* What the task asks: Can you rewrite the passage of the reseller agreement text starting at "AGREEMENTS & RESALE" and ending at "Agreement after execution of this Agreement.", replacing "null and void" with "invalid"?

======== Article ========

AGREEMENTS & RESALE PURCHASE ORDERS
4.1 Client Agreement
If Reseller attempts to sell HYAS Products to anyone other than a Registered Lead or an “Active Client” (a Client identified within an existing Purchase Order whose Order Term had not expired within the last one hundred and eighty (180) days), then HYAS is not obligated to approve the Purchase Order. Any Purchase Order not authorized by HYAS is null and void. Before HYAS delivers HYAS Products under a Purchase Order, HYAS and the relevant Client must execute HYAS’ User License Agreement (a “Client Agreement”). HYAS will provide the HYAS User License Agreement after execution of this Agreement.
4.2 Resale Purchase Orders
Subject to Reseller having first completed the Client approval process outlined within Section 2.2, Reseller must place an order for HYAS Products using the Form Resale Purchase Order; HYAS will provide this form after execution of this Agreement. To be considered effective, the Form Resale Purchase Order must be completed and executed by both Parties.

======== Source data ========

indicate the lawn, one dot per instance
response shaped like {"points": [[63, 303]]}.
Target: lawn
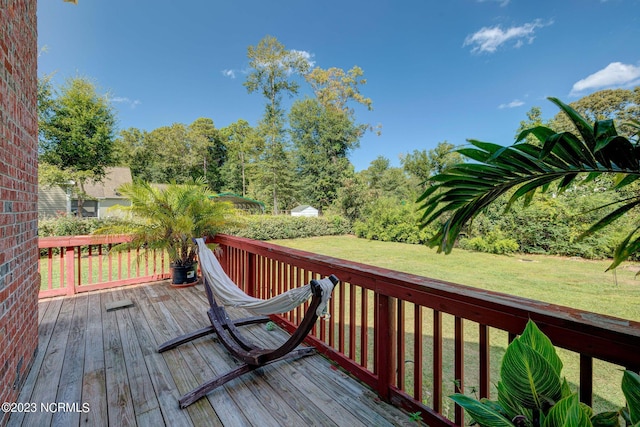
{"points": [[572, 282]]}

========

* Response below:
AGREEMENTS & RESALE PURCHASE ORDERS
4.1 Client Agreement
If Reseller attempts to sell HYAS Products to anyone other than a Registered Lead or an “Active Client” (a Client identified within an existing Purchase Order whose Order Term had not expired within the last one hundred and eighty (180) days), then HYAS is not obligated to approve the Purchase Order. Any Purchase Order not authorized by HYAS is invalid. Before HYAS delivers HYAS Products under a Purchase Order, HYAS and the relevant Client must execute HYAS’ User License Agreement (a “Client Agreement”). HYAS will provide the HYAS User License Agreement after execution of this Agreement.